» Your goal: Please pick out each line below that contains the string "sidewalk". Case counts.

Dataset rows showing where objects appear:
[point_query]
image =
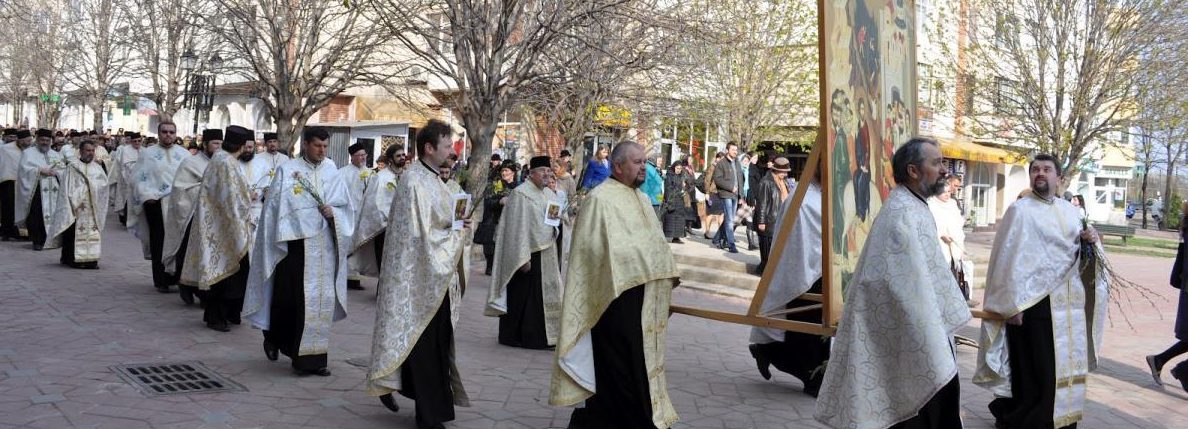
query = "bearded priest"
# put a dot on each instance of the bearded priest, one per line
(81, 210)
(298, 282)
(525, 289)
(412, 348)
(893, 361)
(182, 206)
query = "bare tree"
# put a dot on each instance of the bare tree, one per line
(1059, 76)
(101, 55)
(490, 50)
(299, 54)
(753, 64)
(164, 30)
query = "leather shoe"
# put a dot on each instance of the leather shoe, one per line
(390, 402)
(762, 361)
(271, 351)
(1156, 368)
(187, 296)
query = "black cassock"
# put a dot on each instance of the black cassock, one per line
(523, 325)
(288, 319)
(623, 399)
(425, 373)
(1032, 357)
(800, 354)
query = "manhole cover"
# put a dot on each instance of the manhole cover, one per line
(175, 378)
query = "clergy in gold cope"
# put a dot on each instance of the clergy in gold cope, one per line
(81, 210)
(419, 289)
(525, 289)
(615, 307)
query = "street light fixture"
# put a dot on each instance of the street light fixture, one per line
(200, 87)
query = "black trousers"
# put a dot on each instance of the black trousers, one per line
(425, 374)
(1032, 372)
(942, 411)
(288, 319)
(802, 355)
(8, 210)
(623, 399)
(35, 222)
(225, 300)
(156, 244)
(523, 326)
(765, 248)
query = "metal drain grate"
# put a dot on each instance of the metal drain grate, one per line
(175, 378)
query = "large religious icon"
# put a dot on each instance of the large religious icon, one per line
(870, 76)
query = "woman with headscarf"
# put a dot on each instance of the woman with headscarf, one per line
(677, 197)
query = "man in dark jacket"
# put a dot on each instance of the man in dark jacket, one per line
(728, 180)
(769, 197)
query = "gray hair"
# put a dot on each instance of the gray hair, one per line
(619, 153)
(910, 153)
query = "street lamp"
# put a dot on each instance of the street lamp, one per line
(200, 86)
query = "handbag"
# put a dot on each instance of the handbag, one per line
(959, 273)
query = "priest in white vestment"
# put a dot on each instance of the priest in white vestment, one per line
(10, 169)
(525, 288)
(797, 271)
(1043, 279)
(216, 258)
(183, 203)
(356, 175)
(419, 289)
(298, 279)
(372, 220)
(893, 361)
(151, 189)
(615, 307)
(120, 176)
(38, 187)
(81, 212)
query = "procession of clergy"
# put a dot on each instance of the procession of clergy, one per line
(277, 241)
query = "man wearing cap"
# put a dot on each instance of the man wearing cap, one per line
(525, 289)
(769, 197)
(368, 240)
(356, 175)
(151, 190)
(121, 171)
(38, 191)
(216, 256)
(10, 166)
(297, 285)
(182, 206)
(77, 222)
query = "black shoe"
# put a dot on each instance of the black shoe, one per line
(390, 402)
(318, 372)
(762, 361)
(187, 295)
(271, 351)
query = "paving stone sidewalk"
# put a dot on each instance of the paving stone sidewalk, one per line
(62, 329)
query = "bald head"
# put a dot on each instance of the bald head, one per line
(627, 164)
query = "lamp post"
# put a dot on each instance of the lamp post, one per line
(200, 84)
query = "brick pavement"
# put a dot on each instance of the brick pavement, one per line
(61, 329)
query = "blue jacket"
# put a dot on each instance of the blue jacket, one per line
(595, 172)
(653, 184)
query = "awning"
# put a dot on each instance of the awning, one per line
(961, 149)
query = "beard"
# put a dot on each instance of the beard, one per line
(934, 189)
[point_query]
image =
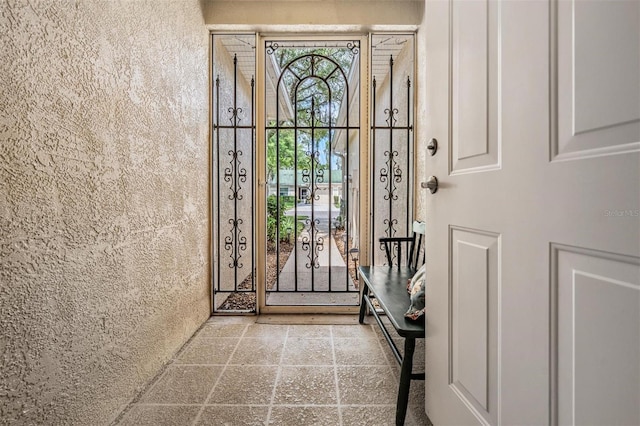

» Task answer:
query = "paving stone sidewalk"
# put a dot on each instance of the paving stone sidewalk, one per line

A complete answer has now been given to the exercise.